### Task item
Using "brown" as the search string, find the matching lines below and copy them.

### Information provided
- - - - - - -
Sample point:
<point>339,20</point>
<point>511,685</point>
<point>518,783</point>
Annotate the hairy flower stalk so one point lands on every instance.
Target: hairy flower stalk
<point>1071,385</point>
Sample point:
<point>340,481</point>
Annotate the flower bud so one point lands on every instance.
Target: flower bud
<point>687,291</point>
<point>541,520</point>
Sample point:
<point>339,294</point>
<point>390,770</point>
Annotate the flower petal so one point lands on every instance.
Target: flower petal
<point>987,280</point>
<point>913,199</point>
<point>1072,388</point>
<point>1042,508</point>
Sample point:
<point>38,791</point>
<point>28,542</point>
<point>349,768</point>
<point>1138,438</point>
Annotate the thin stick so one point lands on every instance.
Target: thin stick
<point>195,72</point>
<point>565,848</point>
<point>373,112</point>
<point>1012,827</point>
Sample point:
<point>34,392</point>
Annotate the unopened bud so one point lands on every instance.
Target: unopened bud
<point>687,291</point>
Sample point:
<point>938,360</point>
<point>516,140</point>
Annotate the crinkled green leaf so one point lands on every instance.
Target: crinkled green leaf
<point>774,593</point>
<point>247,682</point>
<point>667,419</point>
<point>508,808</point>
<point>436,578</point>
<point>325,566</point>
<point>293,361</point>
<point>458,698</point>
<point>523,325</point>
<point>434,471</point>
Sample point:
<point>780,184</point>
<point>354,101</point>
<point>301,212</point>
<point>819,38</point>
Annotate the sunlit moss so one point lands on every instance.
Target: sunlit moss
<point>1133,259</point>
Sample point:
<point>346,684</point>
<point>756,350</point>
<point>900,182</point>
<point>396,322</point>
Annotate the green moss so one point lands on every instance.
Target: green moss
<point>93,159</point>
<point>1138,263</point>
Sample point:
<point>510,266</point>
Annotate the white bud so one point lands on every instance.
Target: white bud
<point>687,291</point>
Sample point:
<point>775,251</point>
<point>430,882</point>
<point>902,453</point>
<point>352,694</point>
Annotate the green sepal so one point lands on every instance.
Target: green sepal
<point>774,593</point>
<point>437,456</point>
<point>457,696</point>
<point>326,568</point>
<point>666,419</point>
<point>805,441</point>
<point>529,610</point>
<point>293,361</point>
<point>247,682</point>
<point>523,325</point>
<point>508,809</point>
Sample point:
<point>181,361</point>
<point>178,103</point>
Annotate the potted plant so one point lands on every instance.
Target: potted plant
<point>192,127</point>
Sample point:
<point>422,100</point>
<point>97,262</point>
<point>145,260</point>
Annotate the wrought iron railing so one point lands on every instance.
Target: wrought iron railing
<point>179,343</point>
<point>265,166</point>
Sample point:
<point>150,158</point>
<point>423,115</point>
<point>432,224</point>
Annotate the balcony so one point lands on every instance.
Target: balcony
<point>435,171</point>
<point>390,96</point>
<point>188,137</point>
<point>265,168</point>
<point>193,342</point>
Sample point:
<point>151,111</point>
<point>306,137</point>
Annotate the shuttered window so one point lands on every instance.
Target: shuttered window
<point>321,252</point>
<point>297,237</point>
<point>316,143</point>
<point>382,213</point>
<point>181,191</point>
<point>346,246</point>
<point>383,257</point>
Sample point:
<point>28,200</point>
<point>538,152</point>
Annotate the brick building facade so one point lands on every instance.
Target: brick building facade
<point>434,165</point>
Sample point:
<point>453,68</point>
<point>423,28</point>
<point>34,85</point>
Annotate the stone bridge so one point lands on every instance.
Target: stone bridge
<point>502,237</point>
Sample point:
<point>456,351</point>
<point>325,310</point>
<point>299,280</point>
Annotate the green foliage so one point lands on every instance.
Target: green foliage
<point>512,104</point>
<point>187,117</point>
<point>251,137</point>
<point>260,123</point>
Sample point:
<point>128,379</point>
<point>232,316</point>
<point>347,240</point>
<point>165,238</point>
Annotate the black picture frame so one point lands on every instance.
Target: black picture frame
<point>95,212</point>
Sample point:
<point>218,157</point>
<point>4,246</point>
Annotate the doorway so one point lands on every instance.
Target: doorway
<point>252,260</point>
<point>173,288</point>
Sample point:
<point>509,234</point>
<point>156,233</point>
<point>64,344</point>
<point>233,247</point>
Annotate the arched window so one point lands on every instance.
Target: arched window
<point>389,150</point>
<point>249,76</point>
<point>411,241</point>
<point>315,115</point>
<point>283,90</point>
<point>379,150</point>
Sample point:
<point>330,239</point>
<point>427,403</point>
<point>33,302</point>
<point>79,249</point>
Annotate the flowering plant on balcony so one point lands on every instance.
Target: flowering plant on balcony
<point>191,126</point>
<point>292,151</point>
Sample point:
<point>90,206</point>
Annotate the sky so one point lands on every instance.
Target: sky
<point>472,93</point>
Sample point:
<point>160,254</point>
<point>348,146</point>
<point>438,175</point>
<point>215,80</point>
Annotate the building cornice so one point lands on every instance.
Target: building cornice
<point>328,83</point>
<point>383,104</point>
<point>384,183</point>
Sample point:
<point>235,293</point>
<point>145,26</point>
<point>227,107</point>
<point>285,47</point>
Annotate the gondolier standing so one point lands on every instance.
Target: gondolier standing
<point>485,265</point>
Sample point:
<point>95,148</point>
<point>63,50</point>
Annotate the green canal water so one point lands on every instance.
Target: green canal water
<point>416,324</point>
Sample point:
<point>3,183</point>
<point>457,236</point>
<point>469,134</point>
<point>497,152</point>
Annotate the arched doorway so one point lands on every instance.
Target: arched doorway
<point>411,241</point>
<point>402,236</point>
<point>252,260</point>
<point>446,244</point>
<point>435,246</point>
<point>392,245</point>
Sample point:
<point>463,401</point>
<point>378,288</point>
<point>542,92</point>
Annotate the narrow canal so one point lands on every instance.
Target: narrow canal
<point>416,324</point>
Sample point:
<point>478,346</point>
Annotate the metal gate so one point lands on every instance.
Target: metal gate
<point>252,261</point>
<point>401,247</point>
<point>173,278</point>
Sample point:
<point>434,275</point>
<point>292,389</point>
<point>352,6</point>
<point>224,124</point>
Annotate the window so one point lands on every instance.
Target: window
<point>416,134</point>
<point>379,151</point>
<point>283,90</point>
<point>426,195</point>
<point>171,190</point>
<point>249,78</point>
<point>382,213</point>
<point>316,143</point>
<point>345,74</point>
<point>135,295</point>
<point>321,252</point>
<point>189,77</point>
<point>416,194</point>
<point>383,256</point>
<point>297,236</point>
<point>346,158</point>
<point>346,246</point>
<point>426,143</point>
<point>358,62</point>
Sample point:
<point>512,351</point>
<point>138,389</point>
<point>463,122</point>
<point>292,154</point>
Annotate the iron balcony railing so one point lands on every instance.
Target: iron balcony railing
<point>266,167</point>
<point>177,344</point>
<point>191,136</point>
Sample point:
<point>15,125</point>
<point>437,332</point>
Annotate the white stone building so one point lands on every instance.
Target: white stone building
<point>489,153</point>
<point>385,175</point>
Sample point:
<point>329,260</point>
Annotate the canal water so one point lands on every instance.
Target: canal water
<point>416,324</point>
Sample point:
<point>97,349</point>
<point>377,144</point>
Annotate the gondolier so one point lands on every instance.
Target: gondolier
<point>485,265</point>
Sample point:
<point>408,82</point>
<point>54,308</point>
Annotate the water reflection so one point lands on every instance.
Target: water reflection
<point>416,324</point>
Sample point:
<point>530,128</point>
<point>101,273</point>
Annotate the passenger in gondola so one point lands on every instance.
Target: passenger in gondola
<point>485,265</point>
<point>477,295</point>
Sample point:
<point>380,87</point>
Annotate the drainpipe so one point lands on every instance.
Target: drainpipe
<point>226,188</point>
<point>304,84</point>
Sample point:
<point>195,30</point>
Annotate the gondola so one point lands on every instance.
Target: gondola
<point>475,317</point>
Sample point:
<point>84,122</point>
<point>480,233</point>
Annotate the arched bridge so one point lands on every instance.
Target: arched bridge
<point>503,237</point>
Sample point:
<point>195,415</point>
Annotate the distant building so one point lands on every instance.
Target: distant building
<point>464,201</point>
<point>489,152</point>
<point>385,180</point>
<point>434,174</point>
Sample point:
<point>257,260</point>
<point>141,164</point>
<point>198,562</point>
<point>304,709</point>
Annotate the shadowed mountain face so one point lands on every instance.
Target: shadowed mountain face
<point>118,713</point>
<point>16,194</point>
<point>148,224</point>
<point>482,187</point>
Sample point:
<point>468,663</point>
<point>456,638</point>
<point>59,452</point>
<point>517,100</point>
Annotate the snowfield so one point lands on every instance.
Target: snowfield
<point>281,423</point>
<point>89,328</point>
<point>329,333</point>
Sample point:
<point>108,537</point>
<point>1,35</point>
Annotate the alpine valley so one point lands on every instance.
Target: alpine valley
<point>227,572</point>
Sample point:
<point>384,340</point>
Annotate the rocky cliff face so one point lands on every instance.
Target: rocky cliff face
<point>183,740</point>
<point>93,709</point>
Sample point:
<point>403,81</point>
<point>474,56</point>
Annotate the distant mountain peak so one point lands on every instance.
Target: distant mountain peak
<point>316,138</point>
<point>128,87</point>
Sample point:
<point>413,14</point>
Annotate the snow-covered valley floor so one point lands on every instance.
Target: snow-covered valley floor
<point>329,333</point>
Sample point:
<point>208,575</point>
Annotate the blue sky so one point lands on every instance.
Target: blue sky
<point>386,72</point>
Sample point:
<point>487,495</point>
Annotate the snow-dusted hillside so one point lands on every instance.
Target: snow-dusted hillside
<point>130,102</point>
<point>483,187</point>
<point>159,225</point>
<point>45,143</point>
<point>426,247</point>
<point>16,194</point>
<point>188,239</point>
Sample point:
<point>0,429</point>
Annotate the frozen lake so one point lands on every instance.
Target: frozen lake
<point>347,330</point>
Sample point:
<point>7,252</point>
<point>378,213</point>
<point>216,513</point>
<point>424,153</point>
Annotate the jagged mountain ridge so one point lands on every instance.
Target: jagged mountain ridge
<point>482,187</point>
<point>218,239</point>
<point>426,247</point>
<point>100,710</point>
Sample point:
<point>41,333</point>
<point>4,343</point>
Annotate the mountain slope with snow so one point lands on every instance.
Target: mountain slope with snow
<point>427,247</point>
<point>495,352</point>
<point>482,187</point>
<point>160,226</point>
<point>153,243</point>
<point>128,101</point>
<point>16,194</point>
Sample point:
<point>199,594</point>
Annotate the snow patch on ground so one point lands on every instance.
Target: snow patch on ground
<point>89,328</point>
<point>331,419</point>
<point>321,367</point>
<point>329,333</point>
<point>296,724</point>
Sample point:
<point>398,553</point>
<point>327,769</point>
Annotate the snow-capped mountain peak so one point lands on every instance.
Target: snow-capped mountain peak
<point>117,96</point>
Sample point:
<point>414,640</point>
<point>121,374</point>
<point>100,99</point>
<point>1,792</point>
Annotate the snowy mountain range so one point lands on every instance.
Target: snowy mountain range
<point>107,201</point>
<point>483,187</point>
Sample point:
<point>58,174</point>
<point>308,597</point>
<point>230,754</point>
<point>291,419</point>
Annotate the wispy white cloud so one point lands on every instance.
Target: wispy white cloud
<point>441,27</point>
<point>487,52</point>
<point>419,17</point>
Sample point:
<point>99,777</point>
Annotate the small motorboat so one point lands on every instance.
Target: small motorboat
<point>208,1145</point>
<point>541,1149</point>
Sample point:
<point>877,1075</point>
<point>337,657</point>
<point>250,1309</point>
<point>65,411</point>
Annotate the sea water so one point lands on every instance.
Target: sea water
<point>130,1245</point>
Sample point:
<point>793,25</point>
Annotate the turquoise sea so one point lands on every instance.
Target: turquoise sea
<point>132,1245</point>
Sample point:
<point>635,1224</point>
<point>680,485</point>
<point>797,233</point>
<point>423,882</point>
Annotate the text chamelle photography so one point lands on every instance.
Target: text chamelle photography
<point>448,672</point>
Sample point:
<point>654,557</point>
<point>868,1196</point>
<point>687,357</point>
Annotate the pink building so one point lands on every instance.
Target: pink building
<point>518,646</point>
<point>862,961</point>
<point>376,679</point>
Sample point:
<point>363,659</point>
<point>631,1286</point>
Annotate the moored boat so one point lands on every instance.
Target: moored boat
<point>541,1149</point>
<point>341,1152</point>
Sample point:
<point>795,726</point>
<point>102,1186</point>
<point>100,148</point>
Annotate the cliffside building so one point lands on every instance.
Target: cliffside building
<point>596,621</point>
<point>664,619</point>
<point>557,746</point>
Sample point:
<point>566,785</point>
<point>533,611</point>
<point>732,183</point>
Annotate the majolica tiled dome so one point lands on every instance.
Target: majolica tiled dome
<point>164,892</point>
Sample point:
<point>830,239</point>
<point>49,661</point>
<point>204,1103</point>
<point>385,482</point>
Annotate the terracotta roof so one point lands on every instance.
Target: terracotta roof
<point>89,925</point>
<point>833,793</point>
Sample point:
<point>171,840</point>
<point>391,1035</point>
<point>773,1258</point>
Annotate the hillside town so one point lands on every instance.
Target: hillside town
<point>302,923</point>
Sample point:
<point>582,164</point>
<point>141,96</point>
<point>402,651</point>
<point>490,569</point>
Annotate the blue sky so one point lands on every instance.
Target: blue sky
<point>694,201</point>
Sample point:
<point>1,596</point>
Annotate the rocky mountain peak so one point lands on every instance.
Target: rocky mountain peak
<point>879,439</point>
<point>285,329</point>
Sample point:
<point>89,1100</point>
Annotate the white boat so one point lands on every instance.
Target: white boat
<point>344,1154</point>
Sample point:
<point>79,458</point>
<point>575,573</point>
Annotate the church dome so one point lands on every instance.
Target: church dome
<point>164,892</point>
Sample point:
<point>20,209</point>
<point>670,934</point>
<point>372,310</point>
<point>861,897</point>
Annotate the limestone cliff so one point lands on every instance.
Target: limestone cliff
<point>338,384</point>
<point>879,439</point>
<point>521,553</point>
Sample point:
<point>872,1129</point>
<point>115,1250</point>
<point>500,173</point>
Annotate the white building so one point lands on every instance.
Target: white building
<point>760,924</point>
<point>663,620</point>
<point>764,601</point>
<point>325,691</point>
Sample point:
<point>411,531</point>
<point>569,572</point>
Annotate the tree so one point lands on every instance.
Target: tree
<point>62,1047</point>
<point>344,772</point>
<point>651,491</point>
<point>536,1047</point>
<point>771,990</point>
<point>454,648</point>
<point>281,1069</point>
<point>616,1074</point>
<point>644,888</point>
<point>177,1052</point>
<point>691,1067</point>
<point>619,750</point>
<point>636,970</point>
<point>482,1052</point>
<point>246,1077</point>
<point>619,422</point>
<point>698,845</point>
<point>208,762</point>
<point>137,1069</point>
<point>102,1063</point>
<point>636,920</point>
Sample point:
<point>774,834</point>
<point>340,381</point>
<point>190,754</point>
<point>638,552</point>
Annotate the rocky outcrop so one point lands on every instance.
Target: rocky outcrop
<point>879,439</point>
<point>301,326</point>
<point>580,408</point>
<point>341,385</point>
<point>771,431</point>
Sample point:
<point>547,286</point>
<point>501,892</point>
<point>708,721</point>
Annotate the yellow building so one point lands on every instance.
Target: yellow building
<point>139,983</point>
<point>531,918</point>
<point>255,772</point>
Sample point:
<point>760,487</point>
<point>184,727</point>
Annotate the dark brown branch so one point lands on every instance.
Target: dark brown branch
- - - - - - -
### Answer
Annotate the dark brown branch so one point lands on every instance.
Target: dark brown branch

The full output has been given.